▪ Nous allons nous permettre un peu de méchanceté ce soir après avoir été raillé sur les forums pour la noirceur « findumondiste » des différents rédacteurs de la Chronique Agorasur la crise chypriote.
Ah, c’est qu’ils n’avaient pas le triomphe modeste lundi, les permabulls ! Ils savaient à 99% que l’Europe n’allait pas laisser polluer son système bancaire par quelques trublions avides d’argent russe et qui avaient séduit des investisseurs amateurs de rendements à la Madoff.
« Finie la finance casino », avait lancé un de nos ministres — impliqué dans le dossier chypriote — à la veille du week-end.
« Que les oligarques russes rapatrient ce qu’ils pourront sauver (pas grand-chose a priori vu l’instauration d’un embargo sur les mouvements de capitaux) vers leur mère patrie, l’Europe n’a que faire de cet argent douteux », scande la presse allemande.
« Ces paradis fiscaux qui opèrent dans notre dos n’ont que ce qu’ils méritent », affirment en choeur tous les bien-pensants — qui en profitent pour rappeler que Chypre, c’est 0,2% du PIB européen et qu’on peut fort bien s’en passer.
A quoi bon d’ailleurs leur prêter de l’argent qu’ils ne pourront pas rembourser ?
Sur ce dernier point, nous sommes d’accord avec le consensus des « faiseurs d’opinion ». Avec une récession estimée à -20% au cours des deux années à venir, il ne faut pas compter sur l’appareil fiscal pour collecter de quoi rembourser les prêts qui viennent d’être accordés.
Chypre estime déjà ne pas pouvoir restituer en l’état les 2,5 milliards d’euros prêtés par la Russie en 2011, alors imaginez un montant de 10 milliards sans aucun moteur économique pour générer le quart du cash nécessaire… sans compter un risque de bank run qui serait fatal aux finances de l’île.

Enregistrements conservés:
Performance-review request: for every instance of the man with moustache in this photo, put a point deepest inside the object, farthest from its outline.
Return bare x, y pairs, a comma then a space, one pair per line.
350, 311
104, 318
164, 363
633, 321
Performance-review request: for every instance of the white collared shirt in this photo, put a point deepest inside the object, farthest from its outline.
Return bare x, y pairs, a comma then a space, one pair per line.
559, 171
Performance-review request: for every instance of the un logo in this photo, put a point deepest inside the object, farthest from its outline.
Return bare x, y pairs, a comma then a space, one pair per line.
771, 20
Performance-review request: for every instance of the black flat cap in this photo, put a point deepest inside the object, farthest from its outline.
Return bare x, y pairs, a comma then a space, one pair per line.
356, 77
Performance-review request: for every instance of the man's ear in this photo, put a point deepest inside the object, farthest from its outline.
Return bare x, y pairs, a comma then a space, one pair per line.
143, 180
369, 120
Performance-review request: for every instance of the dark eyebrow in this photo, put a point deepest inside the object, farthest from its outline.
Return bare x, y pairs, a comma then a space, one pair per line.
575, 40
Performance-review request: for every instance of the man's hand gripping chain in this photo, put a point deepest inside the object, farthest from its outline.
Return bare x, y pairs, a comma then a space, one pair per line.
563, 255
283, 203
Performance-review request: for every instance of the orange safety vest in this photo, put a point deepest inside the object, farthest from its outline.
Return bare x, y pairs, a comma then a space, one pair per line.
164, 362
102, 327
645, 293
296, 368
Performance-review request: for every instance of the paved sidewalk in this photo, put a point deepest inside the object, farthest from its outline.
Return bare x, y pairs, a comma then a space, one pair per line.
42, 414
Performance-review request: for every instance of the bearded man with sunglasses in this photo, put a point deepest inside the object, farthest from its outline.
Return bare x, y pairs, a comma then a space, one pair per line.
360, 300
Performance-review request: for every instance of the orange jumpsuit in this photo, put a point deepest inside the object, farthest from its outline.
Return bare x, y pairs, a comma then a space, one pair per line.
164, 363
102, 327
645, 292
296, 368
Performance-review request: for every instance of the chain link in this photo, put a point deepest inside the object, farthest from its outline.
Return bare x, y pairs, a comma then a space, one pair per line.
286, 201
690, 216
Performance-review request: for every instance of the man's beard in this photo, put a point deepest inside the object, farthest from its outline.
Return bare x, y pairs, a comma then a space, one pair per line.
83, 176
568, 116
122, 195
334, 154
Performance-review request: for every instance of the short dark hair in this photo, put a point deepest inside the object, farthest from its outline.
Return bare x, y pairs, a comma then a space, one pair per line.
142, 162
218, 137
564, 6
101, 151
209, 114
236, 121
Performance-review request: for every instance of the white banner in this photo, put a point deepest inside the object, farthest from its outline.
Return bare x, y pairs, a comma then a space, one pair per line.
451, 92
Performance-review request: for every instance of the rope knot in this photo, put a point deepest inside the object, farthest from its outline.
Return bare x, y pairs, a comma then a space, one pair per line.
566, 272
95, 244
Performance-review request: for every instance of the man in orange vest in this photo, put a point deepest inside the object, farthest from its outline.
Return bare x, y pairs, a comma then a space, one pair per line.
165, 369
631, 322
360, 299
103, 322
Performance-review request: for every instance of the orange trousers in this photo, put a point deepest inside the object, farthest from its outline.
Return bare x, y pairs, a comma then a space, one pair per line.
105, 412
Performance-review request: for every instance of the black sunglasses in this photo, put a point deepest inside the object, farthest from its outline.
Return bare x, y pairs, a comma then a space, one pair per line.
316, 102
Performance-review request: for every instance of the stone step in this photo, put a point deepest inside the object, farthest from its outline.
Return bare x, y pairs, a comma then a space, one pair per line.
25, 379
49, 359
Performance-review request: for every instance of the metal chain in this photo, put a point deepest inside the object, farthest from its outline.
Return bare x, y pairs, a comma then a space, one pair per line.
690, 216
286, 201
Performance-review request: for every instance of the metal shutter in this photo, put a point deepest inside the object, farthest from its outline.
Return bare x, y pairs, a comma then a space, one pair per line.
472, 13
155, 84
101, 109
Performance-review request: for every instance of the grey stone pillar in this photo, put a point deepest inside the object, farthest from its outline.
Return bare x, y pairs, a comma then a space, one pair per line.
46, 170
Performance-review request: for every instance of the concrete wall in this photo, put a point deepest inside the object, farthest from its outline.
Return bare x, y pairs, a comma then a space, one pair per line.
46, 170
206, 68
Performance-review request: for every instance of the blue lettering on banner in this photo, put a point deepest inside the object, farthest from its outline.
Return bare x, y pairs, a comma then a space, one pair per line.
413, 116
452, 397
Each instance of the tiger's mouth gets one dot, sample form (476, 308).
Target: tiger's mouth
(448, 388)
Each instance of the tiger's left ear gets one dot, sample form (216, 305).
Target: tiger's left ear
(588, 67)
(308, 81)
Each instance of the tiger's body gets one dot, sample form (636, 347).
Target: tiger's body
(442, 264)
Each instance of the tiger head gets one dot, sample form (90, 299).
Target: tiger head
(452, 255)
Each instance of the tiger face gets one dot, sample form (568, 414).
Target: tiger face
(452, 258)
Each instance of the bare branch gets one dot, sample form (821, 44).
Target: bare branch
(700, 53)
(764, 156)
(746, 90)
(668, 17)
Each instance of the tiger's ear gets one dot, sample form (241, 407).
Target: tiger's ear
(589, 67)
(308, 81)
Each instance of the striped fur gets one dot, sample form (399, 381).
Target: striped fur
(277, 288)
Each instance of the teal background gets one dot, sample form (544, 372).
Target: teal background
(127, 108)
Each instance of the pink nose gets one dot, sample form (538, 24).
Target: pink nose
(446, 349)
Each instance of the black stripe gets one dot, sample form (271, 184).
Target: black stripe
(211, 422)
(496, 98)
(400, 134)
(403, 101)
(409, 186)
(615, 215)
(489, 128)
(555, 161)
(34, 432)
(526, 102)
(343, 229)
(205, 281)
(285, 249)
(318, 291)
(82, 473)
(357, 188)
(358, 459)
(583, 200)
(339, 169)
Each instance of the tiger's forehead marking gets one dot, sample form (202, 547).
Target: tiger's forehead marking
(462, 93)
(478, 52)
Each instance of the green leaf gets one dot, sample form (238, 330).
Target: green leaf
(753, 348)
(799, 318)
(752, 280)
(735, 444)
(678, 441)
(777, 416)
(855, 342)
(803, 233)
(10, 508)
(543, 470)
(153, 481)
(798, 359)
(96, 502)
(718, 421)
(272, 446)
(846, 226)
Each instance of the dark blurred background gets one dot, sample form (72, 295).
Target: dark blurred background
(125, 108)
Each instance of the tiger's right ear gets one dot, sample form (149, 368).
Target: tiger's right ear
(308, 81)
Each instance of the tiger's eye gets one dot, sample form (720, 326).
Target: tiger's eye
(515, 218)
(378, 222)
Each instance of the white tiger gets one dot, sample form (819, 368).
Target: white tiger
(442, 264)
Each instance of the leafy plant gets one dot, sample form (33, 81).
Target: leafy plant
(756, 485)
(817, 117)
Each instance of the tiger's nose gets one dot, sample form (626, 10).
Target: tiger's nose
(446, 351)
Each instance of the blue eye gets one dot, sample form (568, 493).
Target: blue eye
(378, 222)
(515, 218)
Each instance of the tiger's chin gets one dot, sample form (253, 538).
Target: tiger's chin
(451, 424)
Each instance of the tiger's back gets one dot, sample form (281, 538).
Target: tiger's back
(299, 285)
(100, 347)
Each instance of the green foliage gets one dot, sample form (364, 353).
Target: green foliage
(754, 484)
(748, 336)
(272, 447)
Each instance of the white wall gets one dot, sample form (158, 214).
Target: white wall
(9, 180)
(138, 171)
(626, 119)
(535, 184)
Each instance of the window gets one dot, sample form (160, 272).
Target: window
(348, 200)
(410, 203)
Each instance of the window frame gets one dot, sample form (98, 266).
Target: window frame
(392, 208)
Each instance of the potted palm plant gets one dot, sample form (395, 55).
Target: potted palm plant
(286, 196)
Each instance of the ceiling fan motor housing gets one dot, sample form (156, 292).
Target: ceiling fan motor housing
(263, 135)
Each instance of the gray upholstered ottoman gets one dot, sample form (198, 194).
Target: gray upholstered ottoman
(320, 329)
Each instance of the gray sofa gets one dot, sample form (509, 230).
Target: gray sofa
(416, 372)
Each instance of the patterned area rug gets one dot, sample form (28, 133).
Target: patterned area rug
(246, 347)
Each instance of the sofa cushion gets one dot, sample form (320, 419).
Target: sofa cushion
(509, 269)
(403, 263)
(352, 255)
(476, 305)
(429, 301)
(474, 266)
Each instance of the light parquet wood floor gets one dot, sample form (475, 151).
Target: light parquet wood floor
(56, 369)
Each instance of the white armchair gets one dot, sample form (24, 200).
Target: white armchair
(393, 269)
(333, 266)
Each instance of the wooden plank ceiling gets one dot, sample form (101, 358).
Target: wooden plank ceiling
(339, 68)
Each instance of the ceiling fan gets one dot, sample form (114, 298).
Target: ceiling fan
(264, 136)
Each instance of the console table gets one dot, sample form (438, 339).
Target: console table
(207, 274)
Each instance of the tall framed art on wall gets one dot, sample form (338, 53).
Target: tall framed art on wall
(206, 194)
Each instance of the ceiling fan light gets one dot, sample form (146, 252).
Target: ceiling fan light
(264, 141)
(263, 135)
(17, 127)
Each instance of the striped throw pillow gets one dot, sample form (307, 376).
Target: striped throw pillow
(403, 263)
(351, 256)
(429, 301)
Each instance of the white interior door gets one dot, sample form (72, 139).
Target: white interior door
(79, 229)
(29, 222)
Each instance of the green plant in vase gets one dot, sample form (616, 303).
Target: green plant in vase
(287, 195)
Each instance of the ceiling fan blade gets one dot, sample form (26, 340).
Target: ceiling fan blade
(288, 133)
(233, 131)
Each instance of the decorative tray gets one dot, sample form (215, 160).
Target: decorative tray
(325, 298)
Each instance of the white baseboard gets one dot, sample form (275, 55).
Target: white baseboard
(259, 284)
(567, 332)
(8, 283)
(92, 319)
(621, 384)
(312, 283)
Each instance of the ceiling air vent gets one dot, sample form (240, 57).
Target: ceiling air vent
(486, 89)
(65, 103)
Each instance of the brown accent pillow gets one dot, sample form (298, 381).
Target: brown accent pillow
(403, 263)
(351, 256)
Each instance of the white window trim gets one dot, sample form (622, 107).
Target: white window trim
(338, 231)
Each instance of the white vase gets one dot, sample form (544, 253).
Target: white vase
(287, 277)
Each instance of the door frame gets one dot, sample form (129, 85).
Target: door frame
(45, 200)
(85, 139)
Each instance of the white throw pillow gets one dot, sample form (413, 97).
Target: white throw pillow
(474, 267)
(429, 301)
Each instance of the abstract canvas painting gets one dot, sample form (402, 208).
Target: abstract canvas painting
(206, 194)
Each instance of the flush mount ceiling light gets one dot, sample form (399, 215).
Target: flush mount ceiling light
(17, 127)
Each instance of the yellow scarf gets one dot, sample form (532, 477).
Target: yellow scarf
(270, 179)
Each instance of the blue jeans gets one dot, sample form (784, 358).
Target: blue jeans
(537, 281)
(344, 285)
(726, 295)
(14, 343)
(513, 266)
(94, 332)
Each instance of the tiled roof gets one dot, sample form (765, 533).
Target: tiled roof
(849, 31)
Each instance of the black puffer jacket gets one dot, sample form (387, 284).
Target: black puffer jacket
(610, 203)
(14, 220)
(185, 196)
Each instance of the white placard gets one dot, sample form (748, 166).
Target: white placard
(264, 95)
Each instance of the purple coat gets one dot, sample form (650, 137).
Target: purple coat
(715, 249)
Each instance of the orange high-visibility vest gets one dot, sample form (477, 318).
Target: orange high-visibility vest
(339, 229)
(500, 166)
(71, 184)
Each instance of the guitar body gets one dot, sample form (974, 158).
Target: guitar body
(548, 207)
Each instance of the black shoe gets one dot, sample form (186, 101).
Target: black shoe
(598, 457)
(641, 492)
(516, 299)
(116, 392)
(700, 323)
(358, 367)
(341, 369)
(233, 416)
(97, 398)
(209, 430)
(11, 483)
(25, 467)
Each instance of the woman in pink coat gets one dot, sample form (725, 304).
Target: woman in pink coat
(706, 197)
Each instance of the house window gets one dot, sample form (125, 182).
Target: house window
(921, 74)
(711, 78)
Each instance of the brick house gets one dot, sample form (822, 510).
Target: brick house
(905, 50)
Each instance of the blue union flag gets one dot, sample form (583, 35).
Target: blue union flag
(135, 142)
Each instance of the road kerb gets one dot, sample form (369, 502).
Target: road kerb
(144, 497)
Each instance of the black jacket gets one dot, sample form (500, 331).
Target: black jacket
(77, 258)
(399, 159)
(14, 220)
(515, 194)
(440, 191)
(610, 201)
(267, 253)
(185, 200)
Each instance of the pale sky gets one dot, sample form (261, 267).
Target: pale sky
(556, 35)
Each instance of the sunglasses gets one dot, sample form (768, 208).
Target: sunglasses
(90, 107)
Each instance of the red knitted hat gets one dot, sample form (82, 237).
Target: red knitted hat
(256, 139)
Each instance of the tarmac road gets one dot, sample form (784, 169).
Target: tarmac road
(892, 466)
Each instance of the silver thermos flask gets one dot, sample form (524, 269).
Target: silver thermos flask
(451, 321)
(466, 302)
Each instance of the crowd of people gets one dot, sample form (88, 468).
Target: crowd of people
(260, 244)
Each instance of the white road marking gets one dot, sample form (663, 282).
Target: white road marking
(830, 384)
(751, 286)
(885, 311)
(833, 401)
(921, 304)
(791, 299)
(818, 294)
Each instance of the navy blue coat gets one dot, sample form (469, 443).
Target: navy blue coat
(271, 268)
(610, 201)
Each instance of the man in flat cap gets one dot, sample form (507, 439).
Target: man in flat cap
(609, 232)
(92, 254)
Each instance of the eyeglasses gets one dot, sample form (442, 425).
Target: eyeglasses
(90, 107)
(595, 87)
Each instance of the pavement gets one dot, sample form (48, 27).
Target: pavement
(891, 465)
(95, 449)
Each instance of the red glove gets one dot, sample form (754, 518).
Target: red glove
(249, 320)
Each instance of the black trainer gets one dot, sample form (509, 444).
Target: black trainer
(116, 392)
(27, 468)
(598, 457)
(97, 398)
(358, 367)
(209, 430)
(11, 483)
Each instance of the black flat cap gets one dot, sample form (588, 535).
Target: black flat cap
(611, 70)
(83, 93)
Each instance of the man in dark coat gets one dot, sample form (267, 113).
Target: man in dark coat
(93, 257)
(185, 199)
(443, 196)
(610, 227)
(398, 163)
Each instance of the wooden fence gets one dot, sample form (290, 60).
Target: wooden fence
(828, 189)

> [ÉNONCÉ ÉCRIT]
Recopiez intégralement le texte sur la crise chypriote, sans y changer un seul mot.

> [CORRIGÉ DE L'EXERCICE]
▪ Nous allons nous permettre un peu de méchanceté ce soir après avoir été raillé sur les forums pour la noirceur « findumondiste » des différents rédacteurs de la Chronique Agorasur la crise chypriote.
Ah, c’est qu’ils n’avaient pas le triomphe modeste lundi, les permabulls ! Ils savaient à 99% que l’Europe n’allait pas laisser polluer son système bancaire par quelques trublions avides d’argent russe et qui avaient séduit des investisseurs amateurs de rendements à la Madoff.
« Finie la finance casino », avait lancé un de nos ministres — impliqué dans le dossier chypriote — à la veille du week-end.
« Que les oligarques russes rapatrient ce qu’ils pourront sauver (pas grand-chose a priori vu l’instauration d’un embargo sur les mouvements de capitaux) vers leur mère patrie, l’Europe n’a que faire de cet argent douteux », scande la presse allemande.
« Ces paradis fiscaux qui opèrent dans notre dos n’ont que ce qu’ils méritent », affirment en choeur tous les bien-pensants — qui en profitent pour rappeler que Chypre, c’est 0,2% du PIB européen et qu’on peut fort bien s’en passer.
A quoi bon d’ailleurs leur prêter de l’argent qu’ils ne pourront pas rembourser ?
Sur ce dernier point, nous sommes d’accord avec le consensus des « faiseurs d’opinion ». Avec une récession estimée à -20% au cours des deux années à venir, il ne faut pas compter sur l’appareil fiscal pour collecter de quoi rembourser les prêts qui viennent d’être accordés.
Chypre estime déjà ne pas pouvoir restituer en l’état les 2,5 milliards d’euros prêtés par la Russie en 2011, alors imaginez un montant de 10 milliards sans aucun moteur économique pour générer le quart du cash nécessaire… sans compter un risque de bank run qui serait fatal aux finances de l’île.